__OBJECTIVE A__.
In the listing, swap "grey steel beam" for "rusted steel beam" in everything from the line containing "of the grey" down to the end of the listing, and leave all else unchanged.

When Peter and Sjanna Leighton were in their early 20s, their marriage fell apart. Money was tight, and they each feared they were disappointing the other; neither one knew how to communicate their vulnerabilities and hurt.
So one day, almost a year after their vows, Peter packed his bags and moved out of their home in San Antonio, Texas. He got an apartment on his own and focused on building his career in the restaurant business.
“From the outside world, it may have looked like I’d recovered from our marriage failing,” says Peter, who became chronically depressed. “But the memories of how powerful our togetherness could have been, and what could have happened if we had continued developing — all of that churned in me.”
Peter and Sjanna both quietly carried their regret over giving up on their relationship through other marriages, children, and divorce. Then in 2007, 33 years later, Sjanna searched Peter’s name online and found his photography website. “The first photo that came up was a picture of him that he’d taken in our bathroom when we were married, and the second picture was me on our honeymoon, which he had titled ‘The Muse,’” says Sjanna. She realized that he lived in Austin, not far from her, and after a few weeks, she built up the courage to send him an email. They met up for coffee. When they met up a second time a few weeks later, she asked him, “What happened with us, Peter?” He replied, “I don’t know, but you were the love of my life.” Within a month of reconnecting, they were dating again.
Today, at 75 and 72 years old, Peter and Sjanna have been happily remarried for 16 years. “When we got back together, we did it with our regrets and our perceived mistakes,” says Peter. “Because of that, when there have been storms, we’ve been able to weather them.”

__OBJECTIVE B__.
Carry on the account of the couple who remarried decades after their split, starting after its last sentence.

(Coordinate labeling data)

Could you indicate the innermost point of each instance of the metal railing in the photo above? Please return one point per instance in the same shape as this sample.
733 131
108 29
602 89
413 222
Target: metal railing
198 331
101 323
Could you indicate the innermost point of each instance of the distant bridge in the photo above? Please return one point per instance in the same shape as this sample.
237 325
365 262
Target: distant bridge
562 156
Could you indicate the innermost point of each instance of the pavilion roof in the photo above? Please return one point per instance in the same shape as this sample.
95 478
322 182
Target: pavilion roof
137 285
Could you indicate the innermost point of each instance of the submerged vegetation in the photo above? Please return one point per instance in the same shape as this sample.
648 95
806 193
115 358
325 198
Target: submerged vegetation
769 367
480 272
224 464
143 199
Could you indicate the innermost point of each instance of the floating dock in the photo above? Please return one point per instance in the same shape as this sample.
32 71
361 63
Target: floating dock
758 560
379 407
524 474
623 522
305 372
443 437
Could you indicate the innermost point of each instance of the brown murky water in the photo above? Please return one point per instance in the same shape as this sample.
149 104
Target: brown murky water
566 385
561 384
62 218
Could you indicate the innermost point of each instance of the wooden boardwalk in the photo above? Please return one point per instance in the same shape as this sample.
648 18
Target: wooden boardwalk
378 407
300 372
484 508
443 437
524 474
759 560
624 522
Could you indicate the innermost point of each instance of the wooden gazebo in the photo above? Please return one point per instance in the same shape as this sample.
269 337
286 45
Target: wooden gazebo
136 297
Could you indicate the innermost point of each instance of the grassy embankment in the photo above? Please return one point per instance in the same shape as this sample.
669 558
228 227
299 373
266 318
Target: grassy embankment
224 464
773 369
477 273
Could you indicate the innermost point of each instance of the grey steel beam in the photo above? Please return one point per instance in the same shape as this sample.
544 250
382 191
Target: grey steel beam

__TASK OUTPUT A__.
Could you indicate the innermost point of each instance of the rusted steel beam in the photo above? Please return one point per instance in the same shape as this sample.
544 250
382 191
Target: rusted steel beam

__TASK OUTPUT B__.
Few people have a second chance the way Peter and Sjanna did, but most of us live with regrets. We may not own up to them (maybe not even to ourselves), but we all have past actions we wish we could change — bullying a middle school classmate, not telling a loved one how much they meant to us, choosing a safe job rather than taking a creative risk — yet we rarely reckon with this universal feeling or recognize how it can benefit us. Since we can’t change the past, regret can seem useless and self-indulgent. But the emotion can clarify a disconnect between who we are and who we want to be. And it can show us how to change.
What causes regret
“There are three pieces to regret,” says Amy Summerville, a research scientist who has led studies on the emotion. “One, it feels bad; two, it’s based on a thought about how things could have been better; three, the thought is focused on your own actions.” In other words, if you feel bad after acing an interview and not getting the job, that’s not regret; if you feel bad because you stayed up late playing video games and slept through the interview, that could be.
According to Summerville, the most common regrets come from career and romance. As people age, entering their 60s and 70s, family and health start to come up as regrets, too, but romantic regret remains consistent through life stages.
She has also found that regrets of inaction are more common than regrets of action. In other words, we tend to regret the things we didn’t do rather than the things we did. “Human memory adaptively functions to remind us of open things on our to-do list, rather than things we’ve crossed off,” says Summerville, “which might mean that we have a better memory for unmet goals and they persist longer.”
Another factor: When we think about the path we didn’t take, we only imagine the dreamy positives, overlooking the mundane details and inevitable disappointments. It’s harder to regret choices we actually made since they led to so many other specifics. “With action regrets, you can find a silver lining, but with inaction regrets, you can’t do that,” says Daniel Pink, author of The Power of Regret: How Looking Backward Moves Us Forward. It’s easy to regret not running away with that glamorous stranger at 22 since you don’t see the fights and heartbreak. It’s trickier to regret an unhappy marriage if it also led to wonderful kids.
Placing regret in context
If you’re reckoning with regret, first, be kind to yourself — and realistic. It’s easy to imagine acting differently if we could do it all over with what we know now, but we didn’t yet have that experience. “If you’re middle-aged, with kids and a mortgage, it’s easy to say, ‘Why didn’t I take a year off and go live in Europe after college?’” says Summerville. “But if you really think about yourself after graduation, with student loans and family pressure to get a career, you remember how you did have responsibilities and stressors then.”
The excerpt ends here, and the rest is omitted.